Texto de lectura:
================
Aprended, flores, en mí
lo que va de ayer a hoy,
que ayer maravilla fui
y hoy sombra mía aún no soy.

Flor es el jazmín, si bella,
no de las más vividoras,
pues dura pocas más horas
que rayos tiene de estrella;
si el ámbar florece, es ella
la flor que él retiene en sí.
Aprended, flores, en mí
lo que va de ayer a hoy,
que ayer maravilla fui,
y hoy sombra mía aun no soy.

El alhelí, aunque grosero
en fragancia y en color,
más días ve que otra flor,
pues ve los de un mayo entero:
morir maravilla quiero
y no vivir alhelí.
Aprended, flores, en mí
lo que va de ayer a hoy,
que ayer maravilla fui,
y hoy sombra mía aun no soy.

A ninguna flor mayores
términos concede el sol
que al sublime girasol,
Matusalén de las flores:
ojos son aduladores
cuantas en él hojas vi.
Aprended, flores, en mí
lo que va de ayer a hoy,
que ayer maravilla fui
y hoy sombra mía aún no soy
[1].


[1] Cito por Luis de Góngora, Poesía, ed. de Ana Suárez Miramón, Barcelona, Ollero & Ramos / DeBols!llo, 2002, pp. 173-175. Modifico ligeramente la puntuación. Para la popularidad y descendencia de este poema, ver José Manuel Pedrosa, «“Aprended, flores, de mí”: reescrituras líricas y políticas de una letrilla de Góngora», Criticón, 74, 1998, pp. 81-92.

El soneto de Góngora «Ayer naciste, y morirás mañana»

En este soneto dedicado «A la rosa» es don Luis de Góngora quien vuelve sobre el mismo tema que estamos examinando de la brevedad de la belleza y la vanidad de todo lo mundano. Poco es lo que se puede añadir a lo ya apuntado a propósito de los sonetos de Lope que veíamos en entradas anteriores. El mismo motivo temático se aborda aquí con empleo de un léxico y unas imágenes semejantes. En apóstrofe a la rosa, se reitera, condensada ya desde el primer verso, la idea de la poca distancia que separa el nacimiento de la muerte, apenas un solo día. Toda la hermosura de la rosa (lucida, lozana) es «hermosura vana» (v. 5) que muy pronto se desvanecerá. Y por ello el consejo final a la rosa de dilatar su nacer para retrasar con ello también su lastimoso final (ser cortada, ser olida…), su muerte a manos de «algún tirano» (v. 12).

 Rosa seca

Ayer naciste, y morirás mañana.
Para tan breve ser, ¿quién te dio vida?
¿Para vivir tan poco estás lucida,
y para no ser nada estás lozana?

Si te engañó tu hermosura vana,
bien presto la verás desvanecida,
porque en tu hermosura está escondida
la ocasión de morir muerte temprana.

Cuando te corte la robusta mano,
ley de la agricultura permitida,
grosero aliento acabará tu suerte.

No salgas, que te aguarda algún tirano;
dilata tu nacer para tu vida,
que anticipas tu ser para tu muerte[1].
================
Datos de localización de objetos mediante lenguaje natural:
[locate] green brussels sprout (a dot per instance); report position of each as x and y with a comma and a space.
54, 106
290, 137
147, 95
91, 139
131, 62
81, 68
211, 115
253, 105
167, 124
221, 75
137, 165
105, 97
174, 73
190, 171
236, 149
================
Enunciado:
Reproduce literalmente el pasaje del texto de lectura que empieza con las palabras «A ninguna flor» y termina con «1998, pp. 81-92.».

Solución:
A ninguna flor mayores
términos concede el sol
que al sublime girasol,
Matusalén de las flores:
ojos son aduladores
cuantas en él hojas vi.
Aprended, flores, en mí
lo que va de ayer a hoy,
que ayer maravilla fui
y hoy sombra mía aún no soy
[1].


[1] Cito por Luis de Góngora, Poesía, ed. de Ana Suárez Miramón, Barcelona, Ollero & Ramos / DeBols!llo, 2002, pp. 173-175. Modifico ligeramente la puntuación. Para la popularidad y descendencia de este poema, ver José Manuel Pedrosa, «“Aprended, flores, de mí”: reescrituras líricas y políticas de una letrilla de Góngora», Criticón, 74, 1998, pp. 81-92.